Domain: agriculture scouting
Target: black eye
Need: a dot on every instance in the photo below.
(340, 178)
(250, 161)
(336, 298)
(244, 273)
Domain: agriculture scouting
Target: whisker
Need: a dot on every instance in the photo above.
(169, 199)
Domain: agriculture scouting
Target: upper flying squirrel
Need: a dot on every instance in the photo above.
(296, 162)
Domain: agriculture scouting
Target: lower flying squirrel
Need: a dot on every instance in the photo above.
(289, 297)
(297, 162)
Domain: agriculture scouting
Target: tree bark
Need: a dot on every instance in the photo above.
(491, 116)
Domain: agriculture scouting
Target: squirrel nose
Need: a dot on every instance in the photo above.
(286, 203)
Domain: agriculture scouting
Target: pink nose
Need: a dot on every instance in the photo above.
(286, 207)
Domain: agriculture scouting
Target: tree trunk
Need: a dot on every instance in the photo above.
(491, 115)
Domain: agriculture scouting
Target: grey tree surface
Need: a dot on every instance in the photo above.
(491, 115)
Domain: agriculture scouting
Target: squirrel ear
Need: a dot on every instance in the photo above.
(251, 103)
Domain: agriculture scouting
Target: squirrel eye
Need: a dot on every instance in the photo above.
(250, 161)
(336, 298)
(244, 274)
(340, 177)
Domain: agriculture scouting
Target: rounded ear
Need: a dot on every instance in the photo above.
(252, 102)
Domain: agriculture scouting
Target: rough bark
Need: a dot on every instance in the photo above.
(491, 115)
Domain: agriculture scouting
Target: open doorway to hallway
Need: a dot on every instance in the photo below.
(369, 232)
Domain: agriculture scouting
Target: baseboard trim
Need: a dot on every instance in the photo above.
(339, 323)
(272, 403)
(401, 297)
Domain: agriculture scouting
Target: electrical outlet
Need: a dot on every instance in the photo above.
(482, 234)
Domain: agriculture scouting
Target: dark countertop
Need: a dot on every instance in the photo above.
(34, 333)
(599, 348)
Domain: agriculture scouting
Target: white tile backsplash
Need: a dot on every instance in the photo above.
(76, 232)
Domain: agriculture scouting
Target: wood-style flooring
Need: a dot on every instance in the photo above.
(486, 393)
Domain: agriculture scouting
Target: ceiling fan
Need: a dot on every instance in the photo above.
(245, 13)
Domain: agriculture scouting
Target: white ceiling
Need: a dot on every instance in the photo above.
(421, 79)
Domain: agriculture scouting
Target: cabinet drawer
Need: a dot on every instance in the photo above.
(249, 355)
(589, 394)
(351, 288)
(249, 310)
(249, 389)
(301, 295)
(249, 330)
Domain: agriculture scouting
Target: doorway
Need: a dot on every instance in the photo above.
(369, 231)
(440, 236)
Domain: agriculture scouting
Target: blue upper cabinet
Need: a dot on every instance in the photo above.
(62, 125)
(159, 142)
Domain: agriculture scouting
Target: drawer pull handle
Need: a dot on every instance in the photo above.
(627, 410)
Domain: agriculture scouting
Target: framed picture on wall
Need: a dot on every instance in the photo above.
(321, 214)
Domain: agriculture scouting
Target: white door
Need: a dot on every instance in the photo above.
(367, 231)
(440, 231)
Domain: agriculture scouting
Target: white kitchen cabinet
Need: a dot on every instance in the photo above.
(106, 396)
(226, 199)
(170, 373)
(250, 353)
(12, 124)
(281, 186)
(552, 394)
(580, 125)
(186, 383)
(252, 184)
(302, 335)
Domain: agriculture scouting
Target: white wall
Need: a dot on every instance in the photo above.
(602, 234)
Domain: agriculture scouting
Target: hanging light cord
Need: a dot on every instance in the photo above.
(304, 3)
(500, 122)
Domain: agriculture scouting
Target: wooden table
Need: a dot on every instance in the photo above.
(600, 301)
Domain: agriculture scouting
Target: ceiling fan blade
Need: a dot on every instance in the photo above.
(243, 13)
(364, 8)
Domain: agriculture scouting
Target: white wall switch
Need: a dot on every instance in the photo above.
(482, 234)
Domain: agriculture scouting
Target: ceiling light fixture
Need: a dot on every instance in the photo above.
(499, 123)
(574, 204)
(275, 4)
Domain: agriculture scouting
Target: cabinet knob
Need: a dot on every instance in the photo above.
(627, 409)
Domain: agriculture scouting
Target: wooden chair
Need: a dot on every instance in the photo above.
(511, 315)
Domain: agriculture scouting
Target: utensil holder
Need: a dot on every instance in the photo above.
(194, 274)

### Request
Write the material out again word for word.

### Response to the task
Domain: agriculture scouting
Target: black eye
Need: a dot on every instance in the photo below.
(340, 178)
(250, 161)
(336, 298)
(244, 273)
Domain: agriculture scouting
Target: whisker
Need: a dot on every instance in the photo above.
(169, 199)
Domain: agriculture scouting
Target: upper flying squirrel
Need: a dot on every instance in the photo above.
(296, 162)
Domain: agriculture scouting
Target: lower flying squirrel
Need: a dot on every instance in the photo above.
(289, 297)
(297, 162)
Domain: agriculture scouting
Target: tree bark
Need: a dot on every instance in the photo above.
(491, 116)
Domain: agriculture scouting
Target: squirrel nose
Need: a dot on every instance in the photo above.
(286, 203)
Domain: agriculture scouting
Target: pink nose
Need: a dot on every instance in the photo above.
(286, 207)
Domain: agriculture scouting
Target: tree trunk
Need: a dot on every instance in the photo above.
(491, 115)
Domain: agriculture scouting
Target: grey tree surface
Need: a dot on every instance in the photo above.
(491, 115)
Domain: agriculture scouting
Target: squirrel ear
Need: a dot on every instance in the photo above.
(251, 103)
Domain: agriculture scouting
Target: squirrel eye
Need: a dot on every instance in the photo above.
(250, 161)
(336, 298)
(244, 274)
(340, 177)
Domain: agriculture scouting
Target: rounded ear
Need: a dot on every instance in the photo above.
(252, 102)
Domain: agriculture scouting
Target: rough bark
Need: a dot on every instance in the photo above.
(491, 115)
Domain: agriculture scouting
Target: open doorway to hallway
Need: a dot on every instance in the photo below.
(369, 232)
Domain: agriculture scouting
Target: baseboard trim
Need: a dot on every instance in the photo above.
(339, 323)
(272, 403)
(401, 297)
Domain: agriculture scouting
Target: electrical outlet
Need: a dot on every instance in the photo above.
(482, 234)
Domain: agriculture scouting
Target: dark countertop
Need: a dot on every instance in the photo above.
(34, 333)
(599, 348)
Domain: agriculture scouting
Target: white tile backsplash
Need: a dot on every instance in the photo above.
(76, 232)
Domain: agriculture scouting
Target: wood-style flooring
Need: a dot on every instance in the photo above.
(486, 393)
Domain: agriculture scouting
Target: ceiling fan
Need: a dot on every instance in the photo above.
(245, 13)
Domain: agriculture scouting
Target: white ceiling
Need: a dot on every instance in the photo above.
(421, 79)
Domain: agriculture scouting
Target: cabinet drawer
Need: a dot on every instance in the photo above.
(249, 355)
(589, 394)
(351, 288)
(249, 310)
(249, 389)
(301, 295)
(249, 330)
Domain: agriculture scouting
Target: doorway
Need: a dot on every instance in the photo above.
(369, 231)
(440, 236)
Domain: agriculture scouting
Target: blue upper cabinet
Need: a dot on every instance in the photo above.
(62, 125)
(159, 142)
Domain: agriculture scouting
Target: drawer pull handle
Need: a dot on every instance in the photo above.
(627, 410)
Domain: agriculture scouting
Target: framed picture on wall
Need: a dot on every instance in the photo above.
(321, 214)
Domain: agriculture scouting
Target: white door
Need: a dot on every instance in the photo above.
(367, 231)
(440, 231)
Domain: agriculture scouting
Target: white kitchen cabinet
Need: a dot on every instance in the photo above.
(106, 396)
(226, 199)
(170, 373)
(250, 353)
(12, 124)
(281, 186)
(552, 394)
(580, 125)
(186, 383)
(252, 184)
(302, 335)
Domain: agriculture scouting
Target: white wall
Need: a dot on every instance in the photo above.
(602, 234)
Domain: agriculture scouting
Target: hanging light cord
Need: a dot on every instance in the photo above.
(304, 3)
(500, 122)
Domain: agriculture scouting
Target: wooden table
Need: a dot on every instance in the photo above.
(600, 301)
Domain: agriculture scouting
Target: ceiling fan blade
Need: a dot on every instance in the photo above.
(243, 13)
(364, 8)
Domain: agriculture scouting
Target: white wall switch
Need: a dot on every instance in the photo above.
(482, 234)
Domain: agriculture scouting
Target: ceiling light fixture
Need: a dot on every instance in the photo above.
(499, 123)
(574, 204)
(275, 4)
Domain: agriculture scouting
Target: cabinet knob
Need: a dot on every instance in the photo above.
(627, 409)
Domain: agriculture scouting
Target: wooden chair
Need: a dot on every instance in the photo above.
(511, 315)
Domain: agriculture scouting
Target: utensil holder
Need: a dot on every instance in the photo above.
(194, 274)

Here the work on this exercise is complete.